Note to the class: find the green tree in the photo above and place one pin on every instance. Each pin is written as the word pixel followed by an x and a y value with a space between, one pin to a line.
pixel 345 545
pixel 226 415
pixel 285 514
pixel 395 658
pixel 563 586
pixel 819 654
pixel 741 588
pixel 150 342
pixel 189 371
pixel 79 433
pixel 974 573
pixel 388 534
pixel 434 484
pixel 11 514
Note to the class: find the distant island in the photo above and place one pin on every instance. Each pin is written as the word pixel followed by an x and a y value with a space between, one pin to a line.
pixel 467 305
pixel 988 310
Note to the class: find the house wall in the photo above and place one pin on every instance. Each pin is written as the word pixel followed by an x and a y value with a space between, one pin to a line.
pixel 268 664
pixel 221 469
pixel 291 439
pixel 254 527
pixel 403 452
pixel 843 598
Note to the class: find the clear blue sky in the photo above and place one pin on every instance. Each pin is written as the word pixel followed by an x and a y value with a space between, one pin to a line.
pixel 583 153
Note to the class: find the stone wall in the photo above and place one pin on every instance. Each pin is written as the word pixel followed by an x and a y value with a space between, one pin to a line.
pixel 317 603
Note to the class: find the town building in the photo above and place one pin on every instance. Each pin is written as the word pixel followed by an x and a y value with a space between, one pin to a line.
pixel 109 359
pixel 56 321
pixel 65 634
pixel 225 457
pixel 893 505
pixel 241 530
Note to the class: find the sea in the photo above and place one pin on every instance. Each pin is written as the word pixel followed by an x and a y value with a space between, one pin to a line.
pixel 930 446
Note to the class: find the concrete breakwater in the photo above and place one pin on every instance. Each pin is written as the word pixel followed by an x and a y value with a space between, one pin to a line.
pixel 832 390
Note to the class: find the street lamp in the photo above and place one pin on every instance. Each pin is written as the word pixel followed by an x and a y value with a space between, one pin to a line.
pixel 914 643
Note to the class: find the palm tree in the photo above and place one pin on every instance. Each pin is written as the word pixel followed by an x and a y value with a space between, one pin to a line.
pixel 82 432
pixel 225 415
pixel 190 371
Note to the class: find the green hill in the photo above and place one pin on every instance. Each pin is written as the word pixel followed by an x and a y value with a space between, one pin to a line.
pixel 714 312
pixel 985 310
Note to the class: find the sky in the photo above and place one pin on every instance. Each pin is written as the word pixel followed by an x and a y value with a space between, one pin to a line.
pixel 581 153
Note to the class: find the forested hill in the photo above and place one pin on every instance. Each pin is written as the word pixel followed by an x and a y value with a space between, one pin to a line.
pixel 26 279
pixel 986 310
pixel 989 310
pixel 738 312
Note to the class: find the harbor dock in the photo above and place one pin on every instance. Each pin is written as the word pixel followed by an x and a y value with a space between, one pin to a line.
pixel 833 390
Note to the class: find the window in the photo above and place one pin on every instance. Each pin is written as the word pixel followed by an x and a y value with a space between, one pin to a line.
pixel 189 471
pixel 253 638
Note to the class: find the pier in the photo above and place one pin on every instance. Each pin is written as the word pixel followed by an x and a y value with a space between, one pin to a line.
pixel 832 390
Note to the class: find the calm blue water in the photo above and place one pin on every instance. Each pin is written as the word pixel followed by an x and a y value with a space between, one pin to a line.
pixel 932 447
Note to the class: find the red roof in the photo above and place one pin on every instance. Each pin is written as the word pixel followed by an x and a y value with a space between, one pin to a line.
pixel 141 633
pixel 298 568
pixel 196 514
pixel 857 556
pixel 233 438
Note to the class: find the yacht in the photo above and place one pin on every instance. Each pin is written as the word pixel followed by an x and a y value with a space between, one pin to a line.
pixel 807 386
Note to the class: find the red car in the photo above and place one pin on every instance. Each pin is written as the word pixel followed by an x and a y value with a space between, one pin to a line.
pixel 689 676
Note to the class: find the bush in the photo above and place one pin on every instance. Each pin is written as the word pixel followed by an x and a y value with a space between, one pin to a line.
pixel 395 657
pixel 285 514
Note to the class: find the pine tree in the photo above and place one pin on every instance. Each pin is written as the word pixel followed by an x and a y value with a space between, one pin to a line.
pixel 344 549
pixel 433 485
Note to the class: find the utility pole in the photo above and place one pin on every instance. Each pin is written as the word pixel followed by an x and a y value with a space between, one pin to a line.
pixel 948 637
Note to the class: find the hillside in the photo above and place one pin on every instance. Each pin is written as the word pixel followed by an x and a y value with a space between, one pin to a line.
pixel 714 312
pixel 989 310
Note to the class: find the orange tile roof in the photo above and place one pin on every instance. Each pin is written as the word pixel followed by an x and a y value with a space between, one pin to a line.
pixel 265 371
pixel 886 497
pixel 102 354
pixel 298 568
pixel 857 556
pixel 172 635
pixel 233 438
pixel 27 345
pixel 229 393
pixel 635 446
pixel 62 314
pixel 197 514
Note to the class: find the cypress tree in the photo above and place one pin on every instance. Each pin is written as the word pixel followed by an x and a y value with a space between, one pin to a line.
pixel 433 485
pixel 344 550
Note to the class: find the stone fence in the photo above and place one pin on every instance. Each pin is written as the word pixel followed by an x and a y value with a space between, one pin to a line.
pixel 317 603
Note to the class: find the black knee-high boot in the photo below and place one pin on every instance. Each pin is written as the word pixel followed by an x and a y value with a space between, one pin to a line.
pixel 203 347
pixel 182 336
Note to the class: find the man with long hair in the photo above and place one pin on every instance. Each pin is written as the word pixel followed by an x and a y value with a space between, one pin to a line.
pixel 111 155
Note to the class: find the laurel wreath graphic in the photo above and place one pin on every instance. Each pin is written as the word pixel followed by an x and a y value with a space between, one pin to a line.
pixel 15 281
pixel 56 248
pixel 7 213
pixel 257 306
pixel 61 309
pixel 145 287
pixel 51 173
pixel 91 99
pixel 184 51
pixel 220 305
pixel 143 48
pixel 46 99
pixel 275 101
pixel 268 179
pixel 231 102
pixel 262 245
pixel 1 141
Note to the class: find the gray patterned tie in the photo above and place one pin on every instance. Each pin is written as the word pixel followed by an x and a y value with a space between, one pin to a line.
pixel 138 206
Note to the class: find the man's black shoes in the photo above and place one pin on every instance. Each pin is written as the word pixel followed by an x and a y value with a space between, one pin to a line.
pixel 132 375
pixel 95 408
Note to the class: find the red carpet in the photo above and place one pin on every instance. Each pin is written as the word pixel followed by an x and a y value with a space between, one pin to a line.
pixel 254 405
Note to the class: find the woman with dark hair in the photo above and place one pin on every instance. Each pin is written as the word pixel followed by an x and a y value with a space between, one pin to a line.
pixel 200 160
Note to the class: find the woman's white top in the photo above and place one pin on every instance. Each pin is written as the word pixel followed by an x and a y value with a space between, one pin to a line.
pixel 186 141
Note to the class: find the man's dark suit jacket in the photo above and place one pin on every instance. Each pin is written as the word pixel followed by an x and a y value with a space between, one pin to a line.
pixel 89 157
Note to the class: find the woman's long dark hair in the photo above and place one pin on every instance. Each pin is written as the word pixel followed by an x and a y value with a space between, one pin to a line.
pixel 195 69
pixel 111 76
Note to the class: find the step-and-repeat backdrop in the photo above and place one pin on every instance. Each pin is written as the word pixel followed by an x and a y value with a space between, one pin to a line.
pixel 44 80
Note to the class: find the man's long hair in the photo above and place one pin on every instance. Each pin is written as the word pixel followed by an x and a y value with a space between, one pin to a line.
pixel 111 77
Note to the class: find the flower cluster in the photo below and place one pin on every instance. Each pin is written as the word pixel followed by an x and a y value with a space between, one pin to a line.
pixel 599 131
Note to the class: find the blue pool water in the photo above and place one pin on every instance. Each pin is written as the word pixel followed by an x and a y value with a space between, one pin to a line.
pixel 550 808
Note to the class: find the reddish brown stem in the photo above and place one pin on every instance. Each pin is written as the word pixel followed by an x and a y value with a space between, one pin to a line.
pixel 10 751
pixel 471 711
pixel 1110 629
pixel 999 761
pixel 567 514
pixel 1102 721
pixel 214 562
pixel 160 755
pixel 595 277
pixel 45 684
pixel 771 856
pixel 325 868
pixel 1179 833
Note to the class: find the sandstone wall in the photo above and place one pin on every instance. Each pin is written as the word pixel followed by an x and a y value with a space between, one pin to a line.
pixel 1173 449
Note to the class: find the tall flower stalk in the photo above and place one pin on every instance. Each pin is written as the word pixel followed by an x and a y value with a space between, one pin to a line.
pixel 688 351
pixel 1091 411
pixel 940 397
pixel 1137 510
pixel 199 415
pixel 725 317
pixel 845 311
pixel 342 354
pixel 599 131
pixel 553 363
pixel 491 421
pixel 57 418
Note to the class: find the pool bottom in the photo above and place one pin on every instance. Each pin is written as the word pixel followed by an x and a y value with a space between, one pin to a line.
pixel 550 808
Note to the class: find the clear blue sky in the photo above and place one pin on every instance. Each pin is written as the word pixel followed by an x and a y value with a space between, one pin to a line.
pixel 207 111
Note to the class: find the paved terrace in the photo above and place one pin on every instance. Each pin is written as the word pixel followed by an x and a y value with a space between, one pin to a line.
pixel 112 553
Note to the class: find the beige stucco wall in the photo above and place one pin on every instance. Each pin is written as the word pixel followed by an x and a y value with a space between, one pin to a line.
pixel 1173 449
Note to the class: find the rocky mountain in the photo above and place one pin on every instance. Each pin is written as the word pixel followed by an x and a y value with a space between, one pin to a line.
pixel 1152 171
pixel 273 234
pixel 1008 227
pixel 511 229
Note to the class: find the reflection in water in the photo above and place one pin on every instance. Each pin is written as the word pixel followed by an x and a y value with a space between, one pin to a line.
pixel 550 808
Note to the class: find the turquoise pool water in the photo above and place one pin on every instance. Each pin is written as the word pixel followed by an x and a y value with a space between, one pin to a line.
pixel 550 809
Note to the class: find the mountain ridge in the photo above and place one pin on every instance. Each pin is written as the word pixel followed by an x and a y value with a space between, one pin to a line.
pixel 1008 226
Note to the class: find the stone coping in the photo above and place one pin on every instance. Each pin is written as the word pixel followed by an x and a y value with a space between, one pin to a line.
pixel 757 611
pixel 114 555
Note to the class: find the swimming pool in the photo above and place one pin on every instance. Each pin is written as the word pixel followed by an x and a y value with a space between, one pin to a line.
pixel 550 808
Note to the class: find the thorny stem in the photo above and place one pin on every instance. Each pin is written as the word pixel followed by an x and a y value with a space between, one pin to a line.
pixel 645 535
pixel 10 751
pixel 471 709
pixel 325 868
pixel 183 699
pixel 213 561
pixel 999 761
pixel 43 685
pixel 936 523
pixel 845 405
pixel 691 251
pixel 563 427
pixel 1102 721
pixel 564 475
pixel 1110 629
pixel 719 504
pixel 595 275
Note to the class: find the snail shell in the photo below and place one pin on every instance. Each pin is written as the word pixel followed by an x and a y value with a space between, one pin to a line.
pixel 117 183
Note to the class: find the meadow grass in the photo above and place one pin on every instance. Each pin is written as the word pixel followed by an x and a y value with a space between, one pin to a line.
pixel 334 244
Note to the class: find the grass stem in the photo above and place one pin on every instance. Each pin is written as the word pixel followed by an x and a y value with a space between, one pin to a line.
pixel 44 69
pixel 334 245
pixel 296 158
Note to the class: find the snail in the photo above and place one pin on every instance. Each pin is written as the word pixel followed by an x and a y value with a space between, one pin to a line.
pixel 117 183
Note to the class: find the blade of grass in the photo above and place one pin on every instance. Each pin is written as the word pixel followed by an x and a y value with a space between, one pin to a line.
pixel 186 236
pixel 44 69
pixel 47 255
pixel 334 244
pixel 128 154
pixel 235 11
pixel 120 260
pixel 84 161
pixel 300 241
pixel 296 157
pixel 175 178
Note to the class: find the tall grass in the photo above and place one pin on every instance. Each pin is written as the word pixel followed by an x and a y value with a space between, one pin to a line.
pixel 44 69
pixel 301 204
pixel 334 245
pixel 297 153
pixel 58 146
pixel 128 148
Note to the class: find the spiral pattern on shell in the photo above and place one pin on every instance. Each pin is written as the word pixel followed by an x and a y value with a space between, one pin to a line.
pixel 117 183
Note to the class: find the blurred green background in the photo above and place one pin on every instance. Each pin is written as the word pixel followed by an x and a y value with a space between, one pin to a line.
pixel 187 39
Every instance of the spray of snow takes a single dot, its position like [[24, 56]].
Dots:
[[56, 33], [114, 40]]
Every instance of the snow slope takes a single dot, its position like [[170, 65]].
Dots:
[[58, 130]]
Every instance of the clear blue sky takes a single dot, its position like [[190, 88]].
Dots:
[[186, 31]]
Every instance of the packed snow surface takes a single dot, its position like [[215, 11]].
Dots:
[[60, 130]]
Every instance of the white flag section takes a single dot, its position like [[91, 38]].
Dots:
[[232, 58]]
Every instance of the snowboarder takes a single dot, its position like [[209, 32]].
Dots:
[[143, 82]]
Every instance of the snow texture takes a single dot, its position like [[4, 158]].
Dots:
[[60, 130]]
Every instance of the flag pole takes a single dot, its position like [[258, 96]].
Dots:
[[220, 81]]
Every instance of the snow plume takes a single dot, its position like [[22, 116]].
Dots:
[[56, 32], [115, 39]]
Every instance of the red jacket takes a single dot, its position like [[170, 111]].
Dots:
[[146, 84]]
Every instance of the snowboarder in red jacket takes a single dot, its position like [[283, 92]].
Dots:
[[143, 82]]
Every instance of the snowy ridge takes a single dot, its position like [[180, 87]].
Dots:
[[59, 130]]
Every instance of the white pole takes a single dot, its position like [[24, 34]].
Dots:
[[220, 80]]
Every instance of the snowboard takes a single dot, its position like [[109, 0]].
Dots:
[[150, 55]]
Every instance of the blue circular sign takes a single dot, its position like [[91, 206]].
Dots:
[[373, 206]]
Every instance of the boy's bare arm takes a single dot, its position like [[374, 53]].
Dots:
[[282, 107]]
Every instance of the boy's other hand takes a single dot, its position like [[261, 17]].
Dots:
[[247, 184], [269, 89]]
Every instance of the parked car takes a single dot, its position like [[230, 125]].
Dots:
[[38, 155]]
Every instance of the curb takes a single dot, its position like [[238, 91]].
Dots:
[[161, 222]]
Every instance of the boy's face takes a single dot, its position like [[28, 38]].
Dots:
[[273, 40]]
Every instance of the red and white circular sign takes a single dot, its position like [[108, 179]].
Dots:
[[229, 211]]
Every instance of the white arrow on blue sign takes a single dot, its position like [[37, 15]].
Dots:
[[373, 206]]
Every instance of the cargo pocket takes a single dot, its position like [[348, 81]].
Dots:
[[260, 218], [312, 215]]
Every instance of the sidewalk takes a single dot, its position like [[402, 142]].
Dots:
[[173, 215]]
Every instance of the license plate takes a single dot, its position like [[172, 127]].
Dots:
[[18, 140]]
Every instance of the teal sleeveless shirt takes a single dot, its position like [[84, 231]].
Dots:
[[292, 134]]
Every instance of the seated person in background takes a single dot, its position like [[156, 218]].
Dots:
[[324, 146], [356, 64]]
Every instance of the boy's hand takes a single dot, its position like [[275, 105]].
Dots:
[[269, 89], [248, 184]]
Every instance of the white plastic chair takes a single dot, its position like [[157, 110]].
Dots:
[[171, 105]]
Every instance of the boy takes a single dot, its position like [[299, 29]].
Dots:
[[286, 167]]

*Stated problem*: The lines to reproduce run from the line containing "Every instance of the blue" to the end of the listing; write them out exactly and add nothing.

*Answer for the task*:
Every instance of the blue circular sign takes a single dot, its position like [[91, 206]].
Dots:
[[373, 206]]
Every instance of the boy's bare arm takes a single dot, its position like [[374, 53]].
Dots:
[[282, 107]]
Every instance of the boy's other hand takes a single dot, its position like [[261, 17]].
Dots:
[[247, 184], [269, 89]]
Every instance of the parked car takes a single dot, its position like [[230, 125]].
Dots:
[[38, 155]]
Every instance of the curb takes a single dot, its position like [[238, 91]].
Dots:
[[161, 222]]
Every instance of the boy's face takes a single dot, its position like [[28, 38]].
Dots:
[[273, 40]]
Every instance of the red and white circular sign takes a single dot, its position like [[108, 179]].
Dots:
[[229, 211]]
Every instance of the white arrow on blue sign takes a single dot, its position like [[37, 15]].
Dots:
[[373, 206]]
Every instance of the cargo pocket takes a single dot, its position like [[348, 81]].
Dots:
[[260, 218], [312, 215]]
Every instance of the sidewalk takes a single dot, its position like [[402, 142]].
Dots:
[[173, 215]]
Every instance of the license plate takes a single dot, its position like [[172, 127]].
Dots:
[[18, 140]]
Every instance of the teal sleeveless shirt takes a single dot, its position like [[84, 231]].
Dots:
[[292, 134]]
Every instance of the seated person in background takes a single dot, its position like [[156, 218]].
Dots:
[[324, 146], [356, 64]]
Every instance of the boy's hand takes a single dot, its position like [[275, 105]].
Dots:
[[269, 89], [248, 184]]
Every instance of the white plastic chair takes a single dot, its position like [[157, 110]].
Dots:
[[171, 105]]
Every instance of the boy takes a single dot, its position like [[299, 29]].
Dots:
[[286, 167]]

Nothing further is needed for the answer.